### Exercise objective
Locate every line of the items below that contains the word "pediment" and copy each such line. Case counts.

### Data
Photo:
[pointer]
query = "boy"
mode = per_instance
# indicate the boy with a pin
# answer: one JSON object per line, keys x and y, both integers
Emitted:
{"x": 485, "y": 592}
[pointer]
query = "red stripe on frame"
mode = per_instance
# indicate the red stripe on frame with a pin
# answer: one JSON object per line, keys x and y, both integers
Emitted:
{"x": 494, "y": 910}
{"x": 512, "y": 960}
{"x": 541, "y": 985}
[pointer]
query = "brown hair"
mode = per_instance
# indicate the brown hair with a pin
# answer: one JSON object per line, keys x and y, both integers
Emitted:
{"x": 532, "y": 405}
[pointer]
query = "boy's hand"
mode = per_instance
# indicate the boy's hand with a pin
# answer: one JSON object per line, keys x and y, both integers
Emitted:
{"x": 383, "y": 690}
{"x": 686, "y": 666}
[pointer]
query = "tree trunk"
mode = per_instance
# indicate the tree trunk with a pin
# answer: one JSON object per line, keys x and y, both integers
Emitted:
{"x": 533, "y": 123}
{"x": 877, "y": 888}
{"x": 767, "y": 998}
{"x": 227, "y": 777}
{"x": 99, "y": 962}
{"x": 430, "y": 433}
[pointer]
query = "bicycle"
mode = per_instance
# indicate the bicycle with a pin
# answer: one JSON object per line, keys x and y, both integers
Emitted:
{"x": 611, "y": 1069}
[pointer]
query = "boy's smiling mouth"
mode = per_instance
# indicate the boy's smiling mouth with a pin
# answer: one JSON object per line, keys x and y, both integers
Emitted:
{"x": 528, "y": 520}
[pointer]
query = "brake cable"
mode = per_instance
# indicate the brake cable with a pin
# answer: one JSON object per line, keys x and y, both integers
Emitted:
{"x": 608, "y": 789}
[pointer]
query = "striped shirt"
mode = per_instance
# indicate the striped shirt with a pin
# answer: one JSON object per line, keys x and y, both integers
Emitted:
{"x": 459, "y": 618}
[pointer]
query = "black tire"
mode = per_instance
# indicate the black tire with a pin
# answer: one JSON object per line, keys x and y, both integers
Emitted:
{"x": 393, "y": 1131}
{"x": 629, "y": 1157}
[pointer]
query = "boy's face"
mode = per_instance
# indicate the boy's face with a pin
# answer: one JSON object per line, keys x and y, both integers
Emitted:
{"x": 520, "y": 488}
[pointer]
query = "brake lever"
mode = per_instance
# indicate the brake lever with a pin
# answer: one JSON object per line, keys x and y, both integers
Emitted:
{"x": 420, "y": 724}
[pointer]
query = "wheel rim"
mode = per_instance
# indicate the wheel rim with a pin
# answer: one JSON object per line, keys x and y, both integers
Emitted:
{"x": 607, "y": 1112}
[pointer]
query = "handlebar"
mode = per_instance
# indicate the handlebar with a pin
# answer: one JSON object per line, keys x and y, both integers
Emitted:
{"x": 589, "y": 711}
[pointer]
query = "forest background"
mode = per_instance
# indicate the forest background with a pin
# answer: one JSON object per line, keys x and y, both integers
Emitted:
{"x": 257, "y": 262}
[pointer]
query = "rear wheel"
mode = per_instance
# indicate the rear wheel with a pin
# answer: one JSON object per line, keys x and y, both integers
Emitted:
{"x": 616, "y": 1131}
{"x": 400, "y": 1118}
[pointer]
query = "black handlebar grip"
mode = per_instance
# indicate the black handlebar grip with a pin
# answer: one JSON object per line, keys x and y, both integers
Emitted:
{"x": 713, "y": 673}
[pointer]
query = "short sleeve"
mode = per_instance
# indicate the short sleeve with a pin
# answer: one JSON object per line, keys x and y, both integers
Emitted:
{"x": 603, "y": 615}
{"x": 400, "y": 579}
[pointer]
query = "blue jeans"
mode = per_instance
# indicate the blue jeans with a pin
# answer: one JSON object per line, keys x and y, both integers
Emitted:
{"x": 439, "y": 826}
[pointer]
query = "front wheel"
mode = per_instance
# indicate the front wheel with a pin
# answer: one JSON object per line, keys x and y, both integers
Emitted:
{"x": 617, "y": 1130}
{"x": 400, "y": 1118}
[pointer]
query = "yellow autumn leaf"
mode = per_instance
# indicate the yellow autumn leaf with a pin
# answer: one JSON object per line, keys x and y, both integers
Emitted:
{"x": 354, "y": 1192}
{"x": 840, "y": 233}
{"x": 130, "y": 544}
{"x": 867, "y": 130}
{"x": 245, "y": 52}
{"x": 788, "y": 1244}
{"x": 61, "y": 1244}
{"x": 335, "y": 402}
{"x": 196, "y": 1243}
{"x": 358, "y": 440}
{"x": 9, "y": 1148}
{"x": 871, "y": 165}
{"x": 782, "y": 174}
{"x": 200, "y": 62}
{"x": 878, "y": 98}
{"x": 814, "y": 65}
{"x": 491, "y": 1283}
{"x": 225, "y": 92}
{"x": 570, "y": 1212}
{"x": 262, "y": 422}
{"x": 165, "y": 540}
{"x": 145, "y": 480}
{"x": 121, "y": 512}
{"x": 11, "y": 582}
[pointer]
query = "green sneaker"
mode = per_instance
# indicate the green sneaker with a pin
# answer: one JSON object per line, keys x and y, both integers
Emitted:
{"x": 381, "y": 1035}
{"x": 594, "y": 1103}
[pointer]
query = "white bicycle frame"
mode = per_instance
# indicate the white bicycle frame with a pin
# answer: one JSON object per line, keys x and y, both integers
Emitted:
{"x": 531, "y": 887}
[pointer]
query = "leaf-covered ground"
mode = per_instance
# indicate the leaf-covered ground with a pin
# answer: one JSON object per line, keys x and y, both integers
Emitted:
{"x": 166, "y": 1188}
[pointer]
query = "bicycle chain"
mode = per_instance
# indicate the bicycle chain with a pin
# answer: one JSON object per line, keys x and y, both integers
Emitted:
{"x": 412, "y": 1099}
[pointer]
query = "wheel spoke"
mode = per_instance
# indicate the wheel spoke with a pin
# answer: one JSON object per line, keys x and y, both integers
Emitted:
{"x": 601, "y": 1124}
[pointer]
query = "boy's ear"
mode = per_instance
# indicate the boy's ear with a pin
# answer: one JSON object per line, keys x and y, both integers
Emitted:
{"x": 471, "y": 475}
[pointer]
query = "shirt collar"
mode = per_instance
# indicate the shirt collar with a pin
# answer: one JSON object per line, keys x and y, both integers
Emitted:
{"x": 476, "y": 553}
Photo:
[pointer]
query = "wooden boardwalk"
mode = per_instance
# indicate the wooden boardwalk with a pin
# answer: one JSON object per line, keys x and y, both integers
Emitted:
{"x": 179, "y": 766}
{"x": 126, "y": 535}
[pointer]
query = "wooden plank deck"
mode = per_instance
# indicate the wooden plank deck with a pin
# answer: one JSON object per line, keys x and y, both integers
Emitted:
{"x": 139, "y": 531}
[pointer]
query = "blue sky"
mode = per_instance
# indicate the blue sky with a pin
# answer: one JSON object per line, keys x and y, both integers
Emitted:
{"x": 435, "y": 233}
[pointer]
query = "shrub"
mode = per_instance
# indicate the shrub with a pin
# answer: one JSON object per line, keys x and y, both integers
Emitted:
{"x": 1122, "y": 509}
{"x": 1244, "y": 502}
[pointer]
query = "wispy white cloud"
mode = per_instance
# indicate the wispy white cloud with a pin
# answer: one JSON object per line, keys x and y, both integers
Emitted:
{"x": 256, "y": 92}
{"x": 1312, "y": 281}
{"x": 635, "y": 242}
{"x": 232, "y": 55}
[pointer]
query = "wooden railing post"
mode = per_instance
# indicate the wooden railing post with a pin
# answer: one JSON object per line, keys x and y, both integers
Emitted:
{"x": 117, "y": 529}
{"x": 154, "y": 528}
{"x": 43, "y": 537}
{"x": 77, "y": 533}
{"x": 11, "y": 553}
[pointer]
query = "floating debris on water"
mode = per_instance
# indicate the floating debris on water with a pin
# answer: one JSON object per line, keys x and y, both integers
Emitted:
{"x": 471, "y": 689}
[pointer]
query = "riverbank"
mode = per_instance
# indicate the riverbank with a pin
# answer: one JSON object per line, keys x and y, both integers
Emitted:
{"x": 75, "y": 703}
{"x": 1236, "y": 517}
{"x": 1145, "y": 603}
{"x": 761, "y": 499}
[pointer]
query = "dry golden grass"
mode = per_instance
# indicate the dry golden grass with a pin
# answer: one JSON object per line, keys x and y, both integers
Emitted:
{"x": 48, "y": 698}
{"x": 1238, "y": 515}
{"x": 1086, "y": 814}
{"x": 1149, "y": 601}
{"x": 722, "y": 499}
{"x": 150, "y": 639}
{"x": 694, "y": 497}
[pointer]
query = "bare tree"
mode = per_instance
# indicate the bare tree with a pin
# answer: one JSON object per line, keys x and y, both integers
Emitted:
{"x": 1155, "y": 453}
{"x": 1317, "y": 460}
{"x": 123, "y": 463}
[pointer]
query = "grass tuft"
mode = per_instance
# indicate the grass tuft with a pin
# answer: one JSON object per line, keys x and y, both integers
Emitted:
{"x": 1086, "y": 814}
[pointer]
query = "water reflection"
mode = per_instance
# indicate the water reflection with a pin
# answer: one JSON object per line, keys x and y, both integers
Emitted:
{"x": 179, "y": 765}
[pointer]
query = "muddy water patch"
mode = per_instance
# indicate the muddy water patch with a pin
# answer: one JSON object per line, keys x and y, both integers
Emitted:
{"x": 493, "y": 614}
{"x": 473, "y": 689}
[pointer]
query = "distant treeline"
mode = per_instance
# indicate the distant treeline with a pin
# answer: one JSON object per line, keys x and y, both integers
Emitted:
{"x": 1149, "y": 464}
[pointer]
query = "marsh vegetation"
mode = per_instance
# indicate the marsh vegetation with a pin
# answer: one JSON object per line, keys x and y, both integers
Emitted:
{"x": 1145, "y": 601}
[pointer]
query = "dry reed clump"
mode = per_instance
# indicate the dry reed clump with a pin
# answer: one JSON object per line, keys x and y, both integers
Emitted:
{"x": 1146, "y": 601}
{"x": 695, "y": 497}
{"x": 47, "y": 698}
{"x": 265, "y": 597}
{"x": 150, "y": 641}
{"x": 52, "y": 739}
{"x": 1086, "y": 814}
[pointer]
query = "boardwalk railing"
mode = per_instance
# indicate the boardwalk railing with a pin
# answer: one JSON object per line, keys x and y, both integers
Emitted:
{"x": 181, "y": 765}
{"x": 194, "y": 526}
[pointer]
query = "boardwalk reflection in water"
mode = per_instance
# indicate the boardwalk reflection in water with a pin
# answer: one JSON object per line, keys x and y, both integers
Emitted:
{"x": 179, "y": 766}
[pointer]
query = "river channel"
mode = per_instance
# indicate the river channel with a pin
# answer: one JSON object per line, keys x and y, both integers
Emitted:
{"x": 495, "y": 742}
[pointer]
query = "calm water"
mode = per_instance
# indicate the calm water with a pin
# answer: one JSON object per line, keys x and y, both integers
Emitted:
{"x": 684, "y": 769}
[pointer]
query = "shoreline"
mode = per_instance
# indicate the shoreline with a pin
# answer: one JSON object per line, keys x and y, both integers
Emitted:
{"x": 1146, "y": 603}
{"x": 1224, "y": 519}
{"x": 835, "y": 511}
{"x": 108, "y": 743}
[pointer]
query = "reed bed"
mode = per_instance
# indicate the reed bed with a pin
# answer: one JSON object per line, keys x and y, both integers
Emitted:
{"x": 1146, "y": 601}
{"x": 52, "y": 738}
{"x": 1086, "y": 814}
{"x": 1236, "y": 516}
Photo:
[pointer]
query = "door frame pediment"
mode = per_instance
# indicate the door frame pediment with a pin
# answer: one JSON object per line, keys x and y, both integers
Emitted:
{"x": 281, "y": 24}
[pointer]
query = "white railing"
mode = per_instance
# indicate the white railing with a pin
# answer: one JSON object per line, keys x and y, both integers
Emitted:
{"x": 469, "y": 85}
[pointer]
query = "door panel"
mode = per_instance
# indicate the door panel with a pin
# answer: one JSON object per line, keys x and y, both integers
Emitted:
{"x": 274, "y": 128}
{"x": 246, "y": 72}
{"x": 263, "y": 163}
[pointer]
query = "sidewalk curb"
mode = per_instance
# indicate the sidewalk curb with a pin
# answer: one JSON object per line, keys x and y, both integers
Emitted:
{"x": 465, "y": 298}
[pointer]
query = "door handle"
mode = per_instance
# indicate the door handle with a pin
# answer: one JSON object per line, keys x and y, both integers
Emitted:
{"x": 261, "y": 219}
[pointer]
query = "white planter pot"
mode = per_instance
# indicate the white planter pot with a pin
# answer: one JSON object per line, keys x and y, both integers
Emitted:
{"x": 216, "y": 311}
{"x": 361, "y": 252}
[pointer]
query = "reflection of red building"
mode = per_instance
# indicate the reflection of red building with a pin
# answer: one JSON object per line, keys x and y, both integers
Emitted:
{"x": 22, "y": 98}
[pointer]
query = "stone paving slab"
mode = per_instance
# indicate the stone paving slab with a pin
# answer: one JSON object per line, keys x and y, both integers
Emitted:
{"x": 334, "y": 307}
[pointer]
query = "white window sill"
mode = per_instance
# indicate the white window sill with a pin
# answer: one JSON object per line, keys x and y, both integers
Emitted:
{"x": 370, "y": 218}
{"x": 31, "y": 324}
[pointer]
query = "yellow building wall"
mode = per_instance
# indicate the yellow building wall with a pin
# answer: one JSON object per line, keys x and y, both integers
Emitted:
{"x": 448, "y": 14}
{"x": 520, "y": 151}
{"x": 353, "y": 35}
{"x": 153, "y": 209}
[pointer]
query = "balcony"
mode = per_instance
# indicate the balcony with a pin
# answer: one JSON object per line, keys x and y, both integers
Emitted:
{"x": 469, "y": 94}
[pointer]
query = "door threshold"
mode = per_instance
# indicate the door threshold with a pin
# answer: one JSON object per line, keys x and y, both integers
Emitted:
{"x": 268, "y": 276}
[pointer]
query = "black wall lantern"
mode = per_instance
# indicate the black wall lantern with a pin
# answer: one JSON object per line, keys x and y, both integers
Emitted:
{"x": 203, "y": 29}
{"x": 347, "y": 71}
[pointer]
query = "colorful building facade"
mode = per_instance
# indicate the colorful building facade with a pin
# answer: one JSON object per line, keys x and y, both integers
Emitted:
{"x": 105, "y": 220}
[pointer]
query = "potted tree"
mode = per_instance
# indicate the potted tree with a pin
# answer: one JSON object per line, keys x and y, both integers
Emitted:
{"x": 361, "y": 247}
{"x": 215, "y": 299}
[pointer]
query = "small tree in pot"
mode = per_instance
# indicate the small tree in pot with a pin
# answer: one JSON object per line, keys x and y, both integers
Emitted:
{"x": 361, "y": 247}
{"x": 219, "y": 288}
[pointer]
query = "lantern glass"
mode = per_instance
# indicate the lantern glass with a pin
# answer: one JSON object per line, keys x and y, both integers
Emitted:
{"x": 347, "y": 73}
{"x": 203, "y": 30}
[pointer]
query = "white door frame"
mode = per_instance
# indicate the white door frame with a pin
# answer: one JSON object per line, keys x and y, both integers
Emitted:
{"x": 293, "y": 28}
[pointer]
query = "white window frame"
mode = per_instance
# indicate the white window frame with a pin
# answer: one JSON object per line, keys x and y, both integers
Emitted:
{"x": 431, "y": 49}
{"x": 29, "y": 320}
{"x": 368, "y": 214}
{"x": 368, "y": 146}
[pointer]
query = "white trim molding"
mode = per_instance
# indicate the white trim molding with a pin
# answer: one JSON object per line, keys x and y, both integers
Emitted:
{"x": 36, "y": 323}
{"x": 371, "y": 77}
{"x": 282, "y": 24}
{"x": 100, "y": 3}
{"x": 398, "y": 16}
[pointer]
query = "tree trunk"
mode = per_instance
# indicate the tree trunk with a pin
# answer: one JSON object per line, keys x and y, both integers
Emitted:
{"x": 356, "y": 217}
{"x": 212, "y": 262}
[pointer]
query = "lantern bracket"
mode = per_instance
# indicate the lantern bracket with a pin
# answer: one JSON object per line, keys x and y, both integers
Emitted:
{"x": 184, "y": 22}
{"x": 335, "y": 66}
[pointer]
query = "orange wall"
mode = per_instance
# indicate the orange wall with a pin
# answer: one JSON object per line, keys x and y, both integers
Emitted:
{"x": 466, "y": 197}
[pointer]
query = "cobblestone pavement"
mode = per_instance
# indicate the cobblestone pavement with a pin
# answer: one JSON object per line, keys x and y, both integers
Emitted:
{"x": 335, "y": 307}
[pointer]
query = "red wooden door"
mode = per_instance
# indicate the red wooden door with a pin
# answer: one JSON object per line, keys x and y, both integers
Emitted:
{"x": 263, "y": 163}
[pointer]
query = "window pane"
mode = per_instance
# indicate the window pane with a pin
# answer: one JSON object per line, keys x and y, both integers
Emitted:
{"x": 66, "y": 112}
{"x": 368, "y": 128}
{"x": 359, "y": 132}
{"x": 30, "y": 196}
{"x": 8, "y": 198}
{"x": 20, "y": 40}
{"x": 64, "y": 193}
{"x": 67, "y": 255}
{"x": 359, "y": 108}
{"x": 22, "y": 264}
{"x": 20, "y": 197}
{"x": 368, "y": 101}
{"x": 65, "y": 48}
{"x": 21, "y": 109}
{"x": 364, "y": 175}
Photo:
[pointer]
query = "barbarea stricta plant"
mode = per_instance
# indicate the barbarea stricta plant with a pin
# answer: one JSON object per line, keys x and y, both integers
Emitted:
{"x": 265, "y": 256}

### Worked answer
query = "door frame pediment"
# indicate the door frame pediment with a pin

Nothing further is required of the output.